**Problems to solve:**
**a)** In the passage on bipolar disorder, how long may it take for a child's or teenager's mood to change completely?
**b)** Carry the passage on bipolar disorder forward, beginning after its final sentence.

Bipolar disorder is characterized by alternating periods of manic symptoms, such as euphoria, poor judgment, racing thoughts and high self-esteem, and depressive symptoms, such as hopelessness, suicidal thoughts or behaviors, guilt, anxiety and fatigue, explains Mayo Clinic. Seasonal mood changes and periods of psychosis may also indicate bipolar disorder.
Typical signs of bipolar disorder differ in children and adolescents, according to Mayo Clinic. Individuals in this age group do not tend to exhibit clear-cut phases of mania and depression. Instead, they may present with very rapid shifts in mood, an explosive temper, reckless behavior or aggressive behavior. It may take only a few hours or less for their moods to change completely. It is not uncommon for a child or teenager with bipolar disorder to have a long crying bout, explode with anger and then act giddy for a period of time, all within the same day.

**Record excerpts:**
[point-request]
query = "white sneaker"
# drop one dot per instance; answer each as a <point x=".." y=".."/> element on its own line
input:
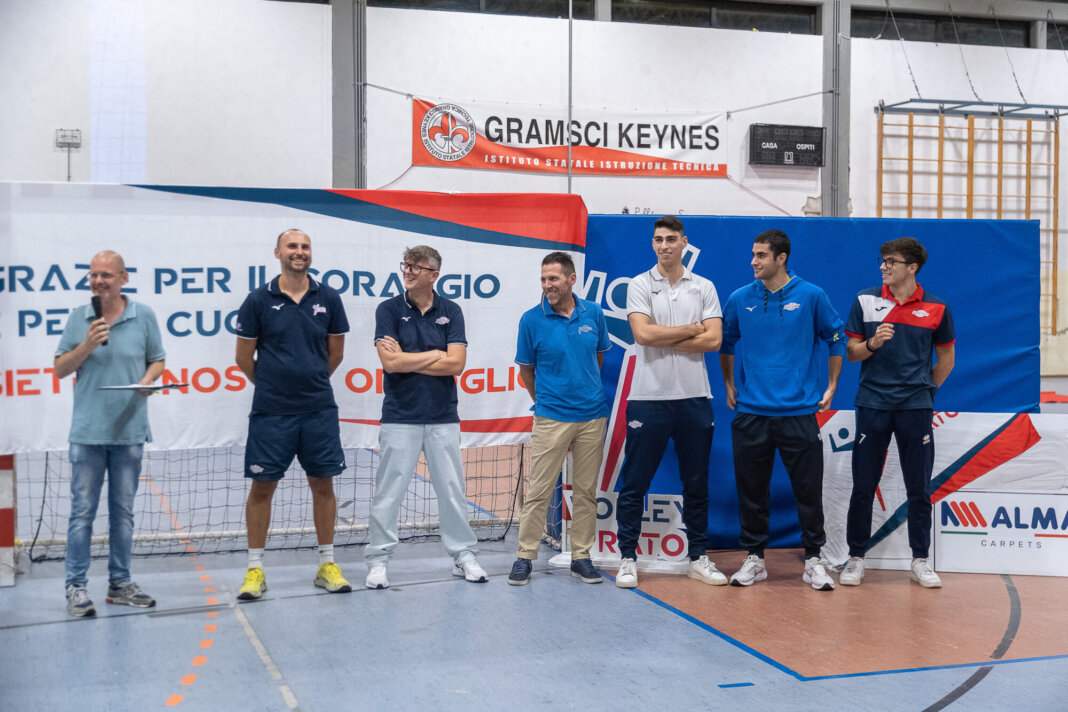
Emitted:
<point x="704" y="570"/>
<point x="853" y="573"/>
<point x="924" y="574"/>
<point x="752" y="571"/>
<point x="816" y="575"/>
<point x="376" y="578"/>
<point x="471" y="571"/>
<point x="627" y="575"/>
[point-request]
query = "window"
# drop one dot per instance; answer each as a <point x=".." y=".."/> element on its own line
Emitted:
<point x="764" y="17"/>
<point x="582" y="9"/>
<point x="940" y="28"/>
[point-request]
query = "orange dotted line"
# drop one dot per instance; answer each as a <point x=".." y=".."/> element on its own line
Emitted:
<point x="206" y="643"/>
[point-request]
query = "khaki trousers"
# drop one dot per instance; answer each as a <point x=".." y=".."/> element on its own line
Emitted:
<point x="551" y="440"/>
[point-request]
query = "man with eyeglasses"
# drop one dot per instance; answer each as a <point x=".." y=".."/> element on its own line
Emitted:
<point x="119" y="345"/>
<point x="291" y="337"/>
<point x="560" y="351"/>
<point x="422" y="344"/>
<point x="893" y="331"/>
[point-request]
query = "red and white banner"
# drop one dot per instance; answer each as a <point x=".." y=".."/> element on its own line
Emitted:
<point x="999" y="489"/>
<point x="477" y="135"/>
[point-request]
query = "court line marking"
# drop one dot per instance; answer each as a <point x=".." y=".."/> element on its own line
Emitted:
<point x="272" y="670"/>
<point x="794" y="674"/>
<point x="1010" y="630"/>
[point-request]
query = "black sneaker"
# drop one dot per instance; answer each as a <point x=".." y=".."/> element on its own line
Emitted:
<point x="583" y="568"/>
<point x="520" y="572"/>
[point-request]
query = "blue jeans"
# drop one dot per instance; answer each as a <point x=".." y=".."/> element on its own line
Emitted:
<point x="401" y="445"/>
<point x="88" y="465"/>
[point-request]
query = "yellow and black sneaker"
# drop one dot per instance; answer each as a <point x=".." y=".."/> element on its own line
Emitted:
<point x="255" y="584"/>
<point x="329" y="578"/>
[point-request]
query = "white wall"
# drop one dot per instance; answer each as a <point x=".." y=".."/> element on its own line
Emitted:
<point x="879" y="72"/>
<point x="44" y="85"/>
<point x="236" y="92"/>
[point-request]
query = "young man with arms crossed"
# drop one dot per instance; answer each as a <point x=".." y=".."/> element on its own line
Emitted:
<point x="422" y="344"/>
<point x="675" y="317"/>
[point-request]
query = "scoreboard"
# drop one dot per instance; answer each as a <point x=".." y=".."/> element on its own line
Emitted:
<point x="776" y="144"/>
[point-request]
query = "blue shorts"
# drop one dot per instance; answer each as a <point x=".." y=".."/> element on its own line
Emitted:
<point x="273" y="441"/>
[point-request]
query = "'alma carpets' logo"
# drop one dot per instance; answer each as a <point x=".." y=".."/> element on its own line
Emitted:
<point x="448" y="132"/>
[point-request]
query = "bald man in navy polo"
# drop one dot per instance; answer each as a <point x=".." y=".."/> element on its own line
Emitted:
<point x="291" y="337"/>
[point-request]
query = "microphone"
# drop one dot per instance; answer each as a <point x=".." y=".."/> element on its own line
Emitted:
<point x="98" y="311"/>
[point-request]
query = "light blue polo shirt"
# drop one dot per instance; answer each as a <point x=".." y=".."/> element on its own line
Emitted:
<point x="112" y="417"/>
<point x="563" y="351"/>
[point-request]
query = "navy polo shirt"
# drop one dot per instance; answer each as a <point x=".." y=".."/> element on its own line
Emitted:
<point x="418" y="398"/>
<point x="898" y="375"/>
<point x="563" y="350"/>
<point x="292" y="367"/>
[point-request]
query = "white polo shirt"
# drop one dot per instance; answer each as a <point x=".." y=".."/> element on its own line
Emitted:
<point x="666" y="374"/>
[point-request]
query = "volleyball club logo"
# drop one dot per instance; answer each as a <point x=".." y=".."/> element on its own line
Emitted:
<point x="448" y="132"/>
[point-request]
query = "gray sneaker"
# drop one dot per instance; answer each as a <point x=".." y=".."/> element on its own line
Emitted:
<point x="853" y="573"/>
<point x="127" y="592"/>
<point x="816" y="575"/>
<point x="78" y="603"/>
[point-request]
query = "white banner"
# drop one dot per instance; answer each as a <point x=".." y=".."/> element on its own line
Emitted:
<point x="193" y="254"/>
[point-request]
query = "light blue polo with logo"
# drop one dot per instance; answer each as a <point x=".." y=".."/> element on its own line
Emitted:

---

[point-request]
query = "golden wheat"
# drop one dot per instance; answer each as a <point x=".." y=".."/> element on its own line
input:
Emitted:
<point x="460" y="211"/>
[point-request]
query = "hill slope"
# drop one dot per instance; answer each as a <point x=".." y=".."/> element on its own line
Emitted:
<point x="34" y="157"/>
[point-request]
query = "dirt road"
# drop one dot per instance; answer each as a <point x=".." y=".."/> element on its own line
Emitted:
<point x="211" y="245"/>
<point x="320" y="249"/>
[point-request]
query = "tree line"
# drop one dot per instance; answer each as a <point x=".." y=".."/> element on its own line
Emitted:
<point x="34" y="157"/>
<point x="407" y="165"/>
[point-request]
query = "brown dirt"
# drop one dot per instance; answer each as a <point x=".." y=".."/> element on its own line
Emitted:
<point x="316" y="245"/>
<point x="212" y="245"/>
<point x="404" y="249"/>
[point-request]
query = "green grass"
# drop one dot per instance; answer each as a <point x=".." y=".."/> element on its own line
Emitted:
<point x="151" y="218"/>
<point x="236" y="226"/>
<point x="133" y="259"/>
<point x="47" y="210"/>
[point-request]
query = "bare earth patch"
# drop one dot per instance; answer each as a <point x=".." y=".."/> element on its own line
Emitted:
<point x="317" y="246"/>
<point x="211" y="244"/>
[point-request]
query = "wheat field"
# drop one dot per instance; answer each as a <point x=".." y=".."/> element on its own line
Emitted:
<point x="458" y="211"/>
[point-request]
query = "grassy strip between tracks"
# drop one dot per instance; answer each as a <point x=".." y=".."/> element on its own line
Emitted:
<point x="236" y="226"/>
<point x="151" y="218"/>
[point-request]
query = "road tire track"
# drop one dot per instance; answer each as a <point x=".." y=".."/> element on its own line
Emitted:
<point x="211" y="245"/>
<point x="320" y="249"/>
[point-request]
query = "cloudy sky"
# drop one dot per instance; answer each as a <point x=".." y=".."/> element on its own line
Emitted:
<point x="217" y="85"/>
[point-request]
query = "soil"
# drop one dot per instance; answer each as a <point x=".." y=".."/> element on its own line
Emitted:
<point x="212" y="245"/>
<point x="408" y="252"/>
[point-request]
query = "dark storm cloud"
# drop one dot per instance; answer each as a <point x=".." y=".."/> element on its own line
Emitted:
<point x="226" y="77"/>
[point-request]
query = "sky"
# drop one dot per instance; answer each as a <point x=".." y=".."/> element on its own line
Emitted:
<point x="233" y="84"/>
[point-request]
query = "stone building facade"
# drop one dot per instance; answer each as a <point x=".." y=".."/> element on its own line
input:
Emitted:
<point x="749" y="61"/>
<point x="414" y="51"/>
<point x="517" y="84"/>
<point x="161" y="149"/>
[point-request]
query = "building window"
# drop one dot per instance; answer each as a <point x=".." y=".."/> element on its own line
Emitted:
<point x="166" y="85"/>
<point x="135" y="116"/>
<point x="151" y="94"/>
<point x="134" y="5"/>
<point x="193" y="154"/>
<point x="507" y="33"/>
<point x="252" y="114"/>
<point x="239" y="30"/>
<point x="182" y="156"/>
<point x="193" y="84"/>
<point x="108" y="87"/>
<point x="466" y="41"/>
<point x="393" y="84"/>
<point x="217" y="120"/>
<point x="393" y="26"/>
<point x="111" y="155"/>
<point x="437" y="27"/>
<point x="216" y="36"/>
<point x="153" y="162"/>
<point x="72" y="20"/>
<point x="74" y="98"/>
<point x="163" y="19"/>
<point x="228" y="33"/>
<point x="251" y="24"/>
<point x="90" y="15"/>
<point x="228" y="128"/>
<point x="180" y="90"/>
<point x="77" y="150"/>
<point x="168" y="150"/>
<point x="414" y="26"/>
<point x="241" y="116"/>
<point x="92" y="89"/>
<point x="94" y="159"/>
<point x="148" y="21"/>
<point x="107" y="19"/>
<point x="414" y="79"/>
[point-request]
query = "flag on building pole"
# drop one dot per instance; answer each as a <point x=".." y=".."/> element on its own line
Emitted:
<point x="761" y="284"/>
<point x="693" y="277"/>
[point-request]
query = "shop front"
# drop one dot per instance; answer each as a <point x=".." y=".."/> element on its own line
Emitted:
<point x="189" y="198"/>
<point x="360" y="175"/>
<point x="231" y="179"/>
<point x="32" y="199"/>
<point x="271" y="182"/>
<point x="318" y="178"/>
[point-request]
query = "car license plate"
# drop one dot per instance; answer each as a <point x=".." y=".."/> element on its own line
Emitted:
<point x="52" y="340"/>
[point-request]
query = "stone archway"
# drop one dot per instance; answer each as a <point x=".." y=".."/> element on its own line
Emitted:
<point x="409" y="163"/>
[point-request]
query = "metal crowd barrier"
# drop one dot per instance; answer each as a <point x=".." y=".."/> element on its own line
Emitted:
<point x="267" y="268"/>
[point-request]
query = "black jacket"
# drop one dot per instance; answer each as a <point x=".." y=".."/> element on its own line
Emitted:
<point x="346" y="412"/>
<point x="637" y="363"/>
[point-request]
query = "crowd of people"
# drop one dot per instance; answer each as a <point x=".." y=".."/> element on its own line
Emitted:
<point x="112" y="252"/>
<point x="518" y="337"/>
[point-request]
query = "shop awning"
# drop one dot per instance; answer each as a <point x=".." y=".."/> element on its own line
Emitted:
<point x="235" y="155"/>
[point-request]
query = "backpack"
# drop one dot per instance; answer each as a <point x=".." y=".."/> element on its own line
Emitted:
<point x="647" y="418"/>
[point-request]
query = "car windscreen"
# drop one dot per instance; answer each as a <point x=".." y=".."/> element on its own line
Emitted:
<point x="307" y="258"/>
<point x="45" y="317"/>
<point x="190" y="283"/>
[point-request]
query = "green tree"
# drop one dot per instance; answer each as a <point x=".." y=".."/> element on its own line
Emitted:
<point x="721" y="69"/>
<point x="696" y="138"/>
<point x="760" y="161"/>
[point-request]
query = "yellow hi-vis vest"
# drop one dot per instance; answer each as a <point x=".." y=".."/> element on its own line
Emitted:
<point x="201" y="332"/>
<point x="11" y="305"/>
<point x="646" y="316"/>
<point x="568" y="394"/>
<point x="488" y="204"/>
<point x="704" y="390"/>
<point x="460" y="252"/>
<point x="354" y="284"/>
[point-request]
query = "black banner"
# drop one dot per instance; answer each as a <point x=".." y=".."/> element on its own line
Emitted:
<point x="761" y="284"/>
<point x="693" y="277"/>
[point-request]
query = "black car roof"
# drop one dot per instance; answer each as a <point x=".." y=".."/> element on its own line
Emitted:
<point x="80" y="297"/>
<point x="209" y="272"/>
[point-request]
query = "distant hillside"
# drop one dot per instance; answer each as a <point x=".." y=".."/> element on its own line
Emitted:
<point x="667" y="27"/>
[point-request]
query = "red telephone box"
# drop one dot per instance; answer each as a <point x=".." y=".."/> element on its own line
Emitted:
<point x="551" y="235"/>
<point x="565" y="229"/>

---

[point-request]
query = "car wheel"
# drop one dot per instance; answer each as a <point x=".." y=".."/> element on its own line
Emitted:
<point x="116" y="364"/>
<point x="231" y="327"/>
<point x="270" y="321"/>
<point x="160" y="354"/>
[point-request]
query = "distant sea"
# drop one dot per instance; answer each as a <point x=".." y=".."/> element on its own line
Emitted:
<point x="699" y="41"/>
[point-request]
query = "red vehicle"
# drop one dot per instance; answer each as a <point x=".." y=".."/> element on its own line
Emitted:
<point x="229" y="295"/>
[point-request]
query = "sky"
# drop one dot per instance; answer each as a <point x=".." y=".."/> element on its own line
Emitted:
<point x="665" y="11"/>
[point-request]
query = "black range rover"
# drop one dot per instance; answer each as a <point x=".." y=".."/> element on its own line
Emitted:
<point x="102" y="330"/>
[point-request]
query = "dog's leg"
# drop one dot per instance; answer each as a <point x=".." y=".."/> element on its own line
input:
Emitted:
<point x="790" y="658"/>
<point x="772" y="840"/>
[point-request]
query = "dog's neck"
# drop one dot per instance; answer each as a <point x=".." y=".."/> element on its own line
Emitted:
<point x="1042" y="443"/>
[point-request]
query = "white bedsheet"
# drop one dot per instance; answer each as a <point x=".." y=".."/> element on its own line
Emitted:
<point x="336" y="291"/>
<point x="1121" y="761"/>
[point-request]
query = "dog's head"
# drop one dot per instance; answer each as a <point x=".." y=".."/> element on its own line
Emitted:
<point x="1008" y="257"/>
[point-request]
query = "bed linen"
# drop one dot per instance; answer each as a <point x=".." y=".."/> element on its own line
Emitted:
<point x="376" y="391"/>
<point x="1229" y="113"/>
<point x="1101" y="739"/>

**Expected responses:**
**a)** Only a few hours or less.

**b)**
Bipolar I disorder, bipolar II disorder and cyclothymic disorder are three subtypes of bipolar disorder, notes Mayo Clinic. Individuals with bipolar I disorder have severe mood swings that result in major problems in the workplace, at school or within their relationships. Bipolar II disorder is not as severe, and individuals can usually manage a regular routine. Bipolar II sufferers tend to have depressive periods that are longer than their manic periods. Cyclothymic disorder is an even milder manifestation of bipolar disorder.